DATASET ENTRIES:
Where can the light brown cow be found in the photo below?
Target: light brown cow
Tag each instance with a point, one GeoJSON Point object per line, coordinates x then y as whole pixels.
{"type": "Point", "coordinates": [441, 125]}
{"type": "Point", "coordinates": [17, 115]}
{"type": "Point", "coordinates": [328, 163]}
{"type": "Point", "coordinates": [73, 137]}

DIRECTIONS FOR THIS TASK: Tally the lines in the rows above that contain the string "coordinates". Reply with the number only.

FULL RESPONSE: 5